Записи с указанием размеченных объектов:
= = =
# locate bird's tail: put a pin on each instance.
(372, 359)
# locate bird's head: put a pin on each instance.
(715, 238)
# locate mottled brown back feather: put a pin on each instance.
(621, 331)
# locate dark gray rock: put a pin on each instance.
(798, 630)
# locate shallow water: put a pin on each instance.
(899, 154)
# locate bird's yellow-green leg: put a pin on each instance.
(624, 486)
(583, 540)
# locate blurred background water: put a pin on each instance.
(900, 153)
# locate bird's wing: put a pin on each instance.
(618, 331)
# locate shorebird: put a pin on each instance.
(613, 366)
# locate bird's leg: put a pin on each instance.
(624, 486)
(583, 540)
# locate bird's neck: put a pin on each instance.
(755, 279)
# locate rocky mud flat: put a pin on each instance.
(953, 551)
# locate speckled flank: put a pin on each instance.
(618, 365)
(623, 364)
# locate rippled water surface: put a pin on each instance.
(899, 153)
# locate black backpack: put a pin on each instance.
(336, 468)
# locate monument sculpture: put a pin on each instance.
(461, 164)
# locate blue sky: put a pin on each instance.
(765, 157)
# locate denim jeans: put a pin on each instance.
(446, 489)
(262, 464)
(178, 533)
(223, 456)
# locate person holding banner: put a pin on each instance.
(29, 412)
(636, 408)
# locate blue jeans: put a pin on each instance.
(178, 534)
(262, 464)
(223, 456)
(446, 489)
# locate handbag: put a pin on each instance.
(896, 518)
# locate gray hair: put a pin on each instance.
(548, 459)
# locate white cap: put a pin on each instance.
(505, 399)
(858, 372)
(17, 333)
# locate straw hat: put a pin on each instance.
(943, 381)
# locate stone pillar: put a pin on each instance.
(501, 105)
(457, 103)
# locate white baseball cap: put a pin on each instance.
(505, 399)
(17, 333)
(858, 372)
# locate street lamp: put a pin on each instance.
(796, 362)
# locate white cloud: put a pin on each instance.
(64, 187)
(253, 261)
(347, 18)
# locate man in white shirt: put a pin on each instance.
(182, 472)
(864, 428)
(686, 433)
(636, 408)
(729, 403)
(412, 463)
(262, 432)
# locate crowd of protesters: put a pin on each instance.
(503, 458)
= = =
• **ЧТО СДЕЛАТЬ**: Можете ли вы переписать весь материал выше, переименовав «put a pin» в «place a marker» во всех строках и оставив всё остальное без изменений?

• **ОТВЕТ К ЗАДАНИЮ**:
# locate bird's tail: place a marker on each instance.
(372, 359)
# locate bird's head: place a marker on each instance.
(715, 238)
# locate mottled brown back feather: place a marker on each instance.
(621, 331)
# locate dark gray rock: place a marker on each instance.
(798, 630)
# locate shallow water: place a marker on each instance.
(899, 154)
# locate bird's yellow-green leg: place a marker on each instance.
(624, 486)
(583, 540)
# locate blurred background water: place a marker on each instance.
(900, 153)
# locate bird's wing: place a marker on each instance.
(618, 331)
# locate shorebird: place a marker on each instance.
(613, 366)
# locate bird's leg: place a marker on each instance.
(624, 486)
(583, 540)
# locate bird's neck: place a marker on each instance.
(755, 279)
# locate rocky mud flat: place a marker on each instance.
(953, 551)
# locate speckled flank: place a marker on each instance.
(618, 365)
(623, 364)
# locate rippled water surface: place a marker on each instance.
(899, 153)
# locate black backpack: place a marker on each instance.
(336, 468)
# locate monument sculpture: place a marker on each instance.
(461, 164)
# locate blue sky: place a marker on each instance.
(765, 157)
# locate denim jeans: place a marker on each instance.
(446, 489)
(262, 464)
(178, 533)
(223, 456)
# locate person holding banner: place a marker on each instance.
(29, 412)
(636, 408)
# locate blue jeans: place a marker on each instance.
(178, 534)
(262, 464)
(223, 456)
(446, 489)
# locate handbag: place a marker on each instance.
(896, 518)
# locate gray hair: place a marker on each instance.
(548, 459)
# locate white cap: place a marker on each instance.
(505, 399)
(858, 372)
(17, 333)
# locate straw hat: place a marker on each instance.
(943, 381)
# locate stone pillar: place a marker on each instance.
(501, 105)
(457, 103)
# locate white baseball cap: place a marker on each instance.
(505, 399)
(17, 333)
(858, 372)
# locate street lamp: place a marker on each instance.
(796, 362)
# locate white cloud: place a marker on each instance.
(64, 187)
(253, 261)
(347, 18)
# locate man in white shirt: place a marker on each instance.
(182, 472)
(864, 428)
(686, 433)
(636, 408)
(729, 403)
(412, 463)
(262, 432)
# locate crowd of protesters: place a marker on each instance.
(503, 458)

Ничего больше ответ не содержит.